▶ _BRANO PROPOSTO_:
%%
Nella simbologia cristiana il numero 12 ha un alto valore simbolico. In genere simboleggia i 12 apostoli, testimoni di Gesù Cristo e quindi vere e originarie colonne della fede cristiana. Oppure, tornando al Vecchio Testamento, simboleggia le 12 tribù di Israele. Nell’architettura sacra di tutto il mondo solitamente il numero 12 ha questo significato. Tranne che a Poggio dei Pini dove, forse per gli influssi planetari del vicino Osservatorio astronomico, le 12 colonne della chiesa parrocchiale Madonna di Lourdes hanno assunto un valore astrologico. Come si legge nel pannello esplicativo del Comune di Capoterra, le 12 colonne al centro delle quali è stato posizionato l’altare rappresentano infatti i segni dello zodiaco, simboli – si legge – “dell’inconoscibile immensità del firmamento”.
Durante una passeggiata a Poggio dei Pini in queste giornate di vacanza sono entrato nella chiesa parrocchiale. Ho sempre trovato estremamente piacevole ritagliarmi un momento di silenzio dentro un edificio sacro, cosa ancor più piacevole quando la chiesa è immersa nella natura. Ma sempre più spesso, soprattutto nelle chiese di nuova generazione, i canoni dell’architettura sacra sono stravolti in nome della modernità. Ormai vengono costruite chiese delle forme più disparate che di sacro non hanno più quasi nulla: spesso il Tabernacolo, che teoricamente dovrebbe essere il fulcro dell’intero edificio, è praticamente introvabile. Nei casi più eclatanti le nuove chiese vengono commissionate ad architetti internazionali di grido, prevalentemente atei o addirittura massoni, con il risultato che molte chiese assomigliano a tutto tranne che ad un edificio di culto.
%%
▶ _LAVORO RICHIESTO_:
[a] Secondo il brano proposto, che cosa rappresentano le 12 colonne della chiesa parrocchiale Madonna di Lourdes a Poggio dei Pini?
[b] Elenchi tutti i significati che il brano proposto attribuisce al numero 12.
Si basi esclusivamente su quanto riportato nel brano.

▶ _RECORD ARCHIVIATI_:
%%
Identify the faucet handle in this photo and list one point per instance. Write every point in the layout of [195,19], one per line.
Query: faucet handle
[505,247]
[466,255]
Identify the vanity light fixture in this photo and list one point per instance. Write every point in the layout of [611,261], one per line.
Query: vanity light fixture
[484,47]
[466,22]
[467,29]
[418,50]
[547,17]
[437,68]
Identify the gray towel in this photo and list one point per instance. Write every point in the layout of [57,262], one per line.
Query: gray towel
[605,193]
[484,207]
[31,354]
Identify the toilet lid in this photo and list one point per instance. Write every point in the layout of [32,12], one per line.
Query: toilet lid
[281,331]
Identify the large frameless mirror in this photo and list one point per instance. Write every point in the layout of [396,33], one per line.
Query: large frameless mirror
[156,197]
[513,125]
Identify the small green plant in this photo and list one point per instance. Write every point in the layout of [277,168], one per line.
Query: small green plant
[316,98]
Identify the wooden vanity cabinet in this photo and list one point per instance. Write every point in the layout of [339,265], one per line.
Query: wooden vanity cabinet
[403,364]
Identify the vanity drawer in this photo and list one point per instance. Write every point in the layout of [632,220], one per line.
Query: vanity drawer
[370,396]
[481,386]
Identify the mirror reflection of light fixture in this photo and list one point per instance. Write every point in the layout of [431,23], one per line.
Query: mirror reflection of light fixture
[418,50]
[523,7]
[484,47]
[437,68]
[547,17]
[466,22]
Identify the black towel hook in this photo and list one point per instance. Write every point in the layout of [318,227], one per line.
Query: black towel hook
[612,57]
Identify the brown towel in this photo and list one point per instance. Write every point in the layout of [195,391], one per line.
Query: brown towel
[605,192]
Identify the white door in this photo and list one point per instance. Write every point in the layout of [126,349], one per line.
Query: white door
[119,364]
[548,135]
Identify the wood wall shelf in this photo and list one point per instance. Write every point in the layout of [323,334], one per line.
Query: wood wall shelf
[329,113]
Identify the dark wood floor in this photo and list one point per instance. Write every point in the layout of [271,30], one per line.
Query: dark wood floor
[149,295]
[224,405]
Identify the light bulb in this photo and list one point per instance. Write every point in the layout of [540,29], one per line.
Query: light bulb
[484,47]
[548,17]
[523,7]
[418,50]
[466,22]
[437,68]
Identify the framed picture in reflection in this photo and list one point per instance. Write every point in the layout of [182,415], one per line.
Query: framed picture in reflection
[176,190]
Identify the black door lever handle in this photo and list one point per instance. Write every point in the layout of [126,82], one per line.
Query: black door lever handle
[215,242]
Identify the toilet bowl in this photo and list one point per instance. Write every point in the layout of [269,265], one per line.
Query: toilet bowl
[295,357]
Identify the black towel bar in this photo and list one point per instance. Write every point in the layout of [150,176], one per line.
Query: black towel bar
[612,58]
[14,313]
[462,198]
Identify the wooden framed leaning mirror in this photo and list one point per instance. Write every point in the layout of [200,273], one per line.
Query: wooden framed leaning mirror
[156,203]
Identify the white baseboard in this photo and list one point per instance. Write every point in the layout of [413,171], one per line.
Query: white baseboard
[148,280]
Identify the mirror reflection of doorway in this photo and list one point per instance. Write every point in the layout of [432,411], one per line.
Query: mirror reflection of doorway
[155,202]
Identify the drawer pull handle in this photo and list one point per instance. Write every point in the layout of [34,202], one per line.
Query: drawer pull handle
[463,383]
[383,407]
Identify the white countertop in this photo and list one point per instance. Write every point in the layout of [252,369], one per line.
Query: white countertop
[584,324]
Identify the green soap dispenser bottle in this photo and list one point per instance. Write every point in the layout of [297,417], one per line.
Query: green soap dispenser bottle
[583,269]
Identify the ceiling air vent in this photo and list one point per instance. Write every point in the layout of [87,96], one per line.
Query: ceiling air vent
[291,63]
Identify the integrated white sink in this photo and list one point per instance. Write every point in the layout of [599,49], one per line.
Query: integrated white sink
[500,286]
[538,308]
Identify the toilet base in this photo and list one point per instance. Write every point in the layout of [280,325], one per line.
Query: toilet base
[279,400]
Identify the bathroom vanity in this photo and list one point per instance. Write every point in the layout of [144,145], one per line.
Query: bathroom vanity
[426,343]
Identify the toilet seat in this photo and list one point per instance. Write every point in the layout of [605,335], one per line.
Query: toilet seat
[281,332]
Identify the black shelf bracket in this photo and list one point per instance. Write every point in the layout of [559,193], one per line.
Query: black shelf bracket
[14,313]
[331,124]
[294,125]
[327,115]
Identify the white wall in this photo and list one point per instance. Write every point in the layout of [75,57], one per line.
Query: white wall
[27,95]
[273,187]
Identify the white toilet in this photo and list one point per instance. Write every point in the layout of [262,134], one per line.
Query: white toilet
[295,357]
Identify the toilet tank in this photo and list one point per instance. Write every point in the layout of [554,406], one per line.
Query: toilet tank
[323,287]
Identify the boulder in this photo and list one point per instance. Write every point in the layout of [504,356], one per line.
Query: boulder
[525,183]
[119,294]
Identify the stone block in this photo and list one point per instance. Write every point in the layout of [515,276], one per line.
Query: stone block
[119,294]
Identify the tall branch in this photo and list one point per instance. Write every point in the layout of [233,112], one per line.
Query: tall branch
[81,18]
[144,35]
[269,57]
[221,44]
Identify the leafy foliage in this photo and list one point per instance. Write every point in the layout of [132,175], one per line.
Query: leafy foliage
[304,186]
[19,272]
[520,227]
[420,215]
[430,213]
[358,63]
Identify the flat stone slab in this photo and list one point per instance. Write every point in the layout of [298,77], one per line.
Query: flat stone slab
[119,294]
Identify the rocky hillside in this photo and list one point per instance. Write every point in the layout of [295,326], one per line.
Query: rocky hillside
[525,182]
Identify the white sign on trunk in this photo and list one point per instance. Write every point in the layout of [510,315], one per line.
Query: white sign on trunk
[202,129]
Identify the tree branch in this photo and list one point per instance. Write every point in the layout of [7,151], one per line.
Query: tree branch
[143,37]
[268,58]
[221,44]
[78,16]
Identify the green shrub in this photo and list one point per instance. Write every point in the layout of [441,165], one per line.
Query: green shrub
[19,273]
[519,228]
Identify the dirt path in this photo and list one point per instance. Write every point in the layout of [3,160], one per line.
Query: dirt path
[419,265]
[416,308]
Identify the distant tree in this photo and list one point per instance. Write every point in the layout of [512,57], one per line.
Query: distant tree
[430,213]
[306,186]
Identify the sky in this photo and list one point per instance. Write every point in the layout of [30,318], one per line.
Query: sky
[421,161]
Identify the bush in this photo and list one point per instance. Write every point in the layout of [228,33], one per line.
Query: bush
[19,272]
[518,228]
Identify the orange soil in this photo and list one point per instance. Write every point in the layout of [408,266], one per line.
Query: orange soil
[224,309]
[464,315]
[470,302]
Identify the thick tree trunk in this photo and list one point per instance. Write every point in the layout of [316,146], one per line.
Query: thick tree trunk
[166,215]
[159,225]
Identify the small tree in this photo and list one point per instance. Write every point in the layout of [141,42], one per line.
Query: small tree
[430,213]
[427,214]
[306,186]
%%
▶ _RISULTATI_:
[a] Rappresentano i segni dello zodiaco.

[b]
- I 12 apostoli
- Le 12 tribù di Israele
- I segni dello zodiaco